Sprengel Hildesheim-Göttingen, KK Peine | Patrozinium: – | KO: Calenberger KO von 1569
Orts- und Kirchengeschichte
Das Haufendorf Münstedt, heute Ortsteil der Gemeinde Ilsede, wird in einer Urkunde aus dem Jahre 1189 als Monigstide erstmals genannt.1 Es war vermutlich um 1100 als Gründung des Hildesheimer Kreuzstiftes an der Kreuzung zweier Handelsstraßen, einer West-Ost- und einer Nord-Süd-Verbindung, entstanden.2 Wohl um 1300 gründete möglicherweise Bf. Siegfried II. von Hildesheim direkt an das alte Dorf anschließend eine neue Siedlung, das Wikbild (Weichbild) Münstedt. Zur gleichen Zeit hatte der Bf. vermutlich auch den Markt Hohenhameln anlegen lassen. Im Wikbild wohnten zunächst eher Spinner und Leinenweber, der Dorfteil hatte bis 1808 eine eigene Gerichtsbarkeit.3 Münstedt gehörte zum Amt Peine des Hochstift Hildesheims (1523: Kleines Stift), die Gerichtsbarkeit teilten sich die hildesheimischen Bf. mit den braunschweigischen Hzg. (Halbgericht). Mit dem Reichsdeputationshauptschluss fielen die Gebiete des Hochstifts 1803 an Preußen. Von 1807 bis 1813 war Münstedt Teil des Kantons Lafferde im Distrikt Braunschweig des Departements Oker im Kgr. Westphalen. Seit 1815 gehörte das Dorf wieder zum Amt (1885: Lkr.) Peine, nun im Kgr. Hannover, nach der Annexion von 1866 im Kgr. Preußen. 1965 schlossen sich Oberg und Münstedt zu einer Samtgemeinde zusammen, 1971 bildeten sie zusammen mit Groß Lafferde, Gadenstedt und Adenstedt die Gemeinde Lahstedt. Diese Gemeinde schloss sich 2015 der Gemeinde Ilsede an, in der Münstedt der kleinste Ortsteil ist. Der Ort war lange landwirtschaftlich geprägt, im 20. Jh. überwog dann die Zahl die Arbeiter der Ilseder Hütte (1858–1983/95, Eisenerzabbau, Stahlproduktion) jene der Klein- und Mittelbauern. Nach Ende des Zweiten Weltkrieges hatte sich die Einwohnerzahl des Ortes aufgrund von Flüchtlingen mehr als verdoppelt, später sank sie wieder stark und hat auch heute noch einen leichten Abwärtstrend.

________

= AUFGABEN =
1. Wann und unter welchem Namen wird Münstedt laut der Ortsgeschichte zum ersten Mal in einer Urkunde genannt?
2. Erklären Sie mit der Ortsgeschichte, warum sich die Einwohnerzahl von Münstedt nach dem Zweiten Weltkrieg mehr als verdoppelte.
Die Datensätze stammen aus einer anderen Quelle.

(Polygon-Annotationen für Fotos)
________

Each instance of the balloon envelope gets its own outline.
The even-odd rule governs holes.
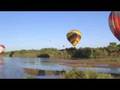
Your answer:
[[[114,36],[120,41],[120,11],[110,13],[109,26]]]
[[[71,30],[67,33],[67,39],[75,47],[81,40],[81,32],[79,30]]]
[[[0,45],[0,54],[4,53],[5,50],[5,46],[4,45]]]

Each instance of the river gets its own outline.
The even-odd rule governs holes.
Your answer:
[[[33,70],[52,70],[52,71],[64,71],[72,70],[72,67],[60,65],[59,63],[54,63],[47,58],[9,58],[3,57],[0,58],[0,79],[26,79],[31,77],[24,69],[33,69]],[[100,73],[113,73],[120,74],[120,68],[85,68],[78,67],[77,69],[84,70],[93,70]],[[34,78],[60,78],[59,75],[32,75]]]

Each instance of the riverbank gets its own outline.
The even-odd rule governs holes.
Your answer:
[[[51,59],[51,61],[71,67],[112,67],[112,68],[120,67],[120,60],[114,60],[114,58],[77,59],[77,60]]]

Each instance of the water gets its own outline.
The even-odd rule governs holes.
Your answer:
[[[3,62],[3,63],[2,63]],[[60,65],[59,63],[54,63],[46,58],[9,58],[4,57],[0,59],[0,78],[1,79],[21,79],[31,77],[28,73],[25,72],[25,68],[33,69],[33,70],[51,70],[51,71],[64,71],[64,70],[72,70],[72,67],[68,67],[65,65]],[[113,73],[120,74],[120,68],[85,68],[79,67],[77,68],[81,71],[85,70],[93,70],[99,73]],[[34,75],[34,78],[60,78],[60,76],[54,75]]]

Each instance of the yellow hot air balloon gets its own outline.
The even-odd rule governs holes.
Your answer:
[[[67,33],[67,39],[68,41],[74,46],[76,47],[76,45],[80,42],[81,40],[81,32],[79,30],[71,30]]]

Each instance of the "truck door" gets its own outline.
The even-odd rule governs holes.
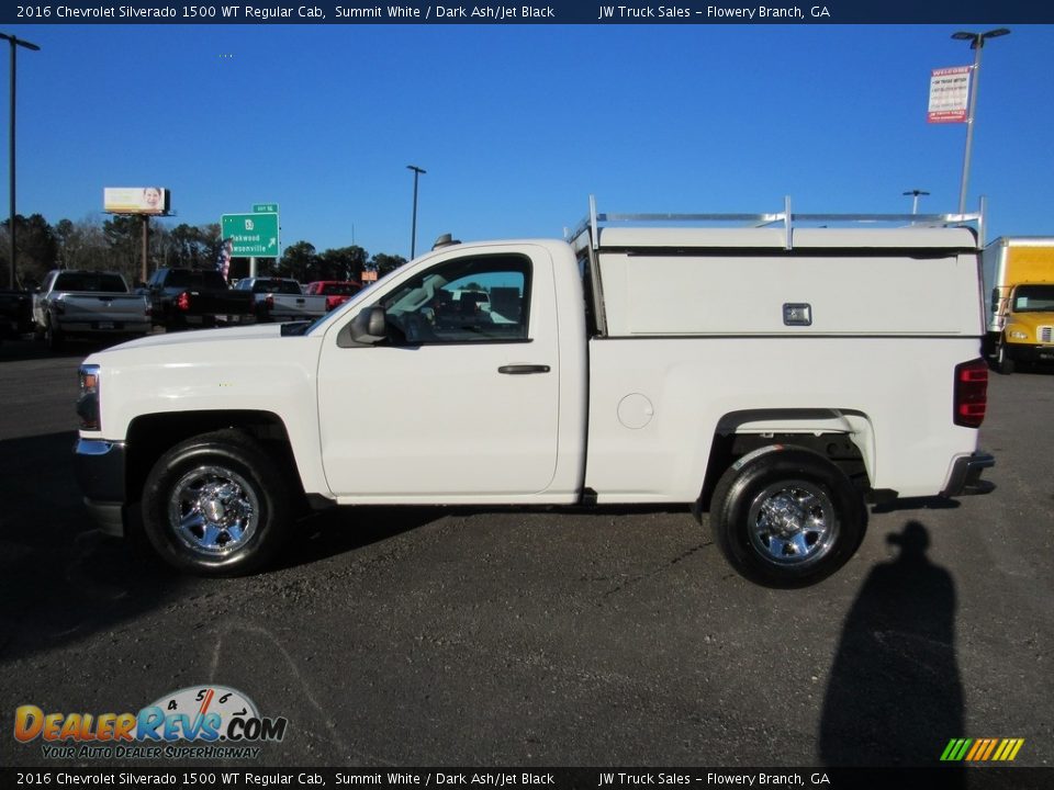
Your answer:
[[[552,260],[534,246],[484,249],[450,253],[366,303],[384,309],[380,342],[350,341],[351,316],[327,332],[319,438],[335,495],[501,501],[552,481]]]

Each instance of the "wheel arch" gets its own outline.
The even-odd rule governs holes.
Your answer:
[[[841,469],[862,492],[871,492],[875,431],[863,411],[848,408],[745,409],[725,415],[710,442],[696,516],[710,507],[721,475],[748,453],[767,445],[810,450]]]
[[[138,500],[147,475],[167,450],[192,437],[218,430],[242,431],[266,448],[276,463],[289,473],[293,490],[301,498],[304,497],[289,431],[281,417],[271,411],[208,410],[147,414],[132,420],[126,440],[127,500]]]

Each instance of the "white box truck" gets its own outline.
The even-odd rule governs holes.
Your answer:
[[[593,210],[569,240],[437,247],[310,326],[92,354],[88,506],[228,575],[312,507],[683,503],[748,578],[817,582],[867,501],[984,488],[977,239],[754,218]]]

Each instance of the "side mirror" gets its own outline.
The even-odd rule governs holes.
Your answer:
[[[357,343],[372,345],[388,337],[388,319],[383,307],[367,307],[351,320],[351,339]]]

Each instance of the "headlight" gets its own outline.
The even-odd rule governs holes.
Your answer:
[[[99,422],[99,365],[82,364],[77,371],[80,376],[80,397],[77,398],[77,415],[81,430],[100,430]]]

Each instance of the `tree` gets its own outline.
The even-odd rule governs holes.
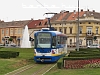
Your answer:
[[[97,39],[97,36],[94,36],[93,39],[96,40]]]
[[[10,37],[10,38],[9,38],[9,41],[13,41],[13,38]]]

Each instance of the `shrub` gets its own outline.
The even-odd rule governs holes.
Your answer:
[[[16,58],[19,52],[14,51],[0,51],[0,58]]]
[[[58,67],[58,69],[62,69],[62,67],[63,67],[63,58],[60,58],[60,59],[58,60],[58,62],[57,62],[57,67]]]

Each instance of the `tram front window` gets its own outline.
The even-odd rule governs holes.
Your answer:
[[[37,41],[38,41],[37,48],[50,48],[51,47],[50,33],[38,33]]]

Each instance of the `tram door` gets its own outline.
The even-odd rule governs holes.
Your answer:
[[[93,44],[93,41],[92,40],[87,40],[87,46],[90,46],[90,45],[92,45]]]

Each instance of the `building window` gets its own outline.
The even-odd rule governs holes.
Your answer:
[[[45,22],[45,24],[44,25],[47,25],[47,22]]]
[[[79,40],[79,45],[82,45],[82,39]]]
[[[2,29],[2,34],[4,34],[4,30]]]
[[[92,27],[87,27],[87,34],[92,34]]]
[[[66,28],[64,28],[64,34],[66,34]]]
[[[98,27],[96,28],[96,34],[98,34]]]
[[[88,22],[88,24],[91,24],[91,22]]]
[[[70,27],[70,34],[72,34],[72,27]]]
[[[39,26],[41,25],[41,22],[39,23]]]
[[[79,34],[82,34],[82,27],[79,27]]]
[[[70,39],[70,45],[72,45],[72,39]]]
[[[21,29],[20,28],[18,29],[18,34],[21,34]]]
[[[13,29],[10,29],[10,34],[13,34]]]
[[[8,29],[6,29],[6,34],[8,34]]]
[[[60,28],[59,31],[62,32],[62,29]]]

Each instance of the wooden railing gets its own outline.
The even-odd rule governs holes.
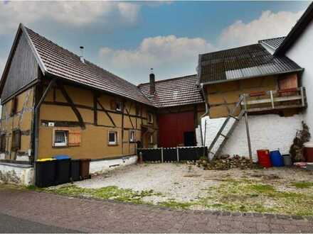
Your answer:
[[[304,87],[258,91],[243,96],[241,106],[245,106],[248,112],[307,106]]]

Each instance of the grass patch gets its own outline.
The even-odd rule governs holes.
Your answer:
[[[313,186],[313,182],[298,182],[291,183],[291,185],[295,186],[297,189],[309,189]]]
[[[313,215],[313,194],[279,191],[253,180],[223,181],[210,187],[199,204],[221,211]]]
[[[76,185],[66,185],[57,188],[47,188],[43,191],[70,196],[92,197],[134,204],[144,203],[143,199],[147,196],[161,195],[161,193],[156,193],[153,190],[137,191],[130,189],[120,189],[116,186],[100,189],[87,189],[78,187]]]
[[[159,202],[158,205],[173,208],[187,209],[191,206],[194,205],[193,202],[179,202],[175,201],[175,199],[169,199],[166,201]]]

________

= LÖSUNGEN =
1. Im Jahr 1189 als Monigstide.

2. Nach dem Ende des Zweiten Weltkrieges kamen Flüchtlinge in den Ort. Deshalb hatte sich die Einwohnerzahl mehr als verdoppelt.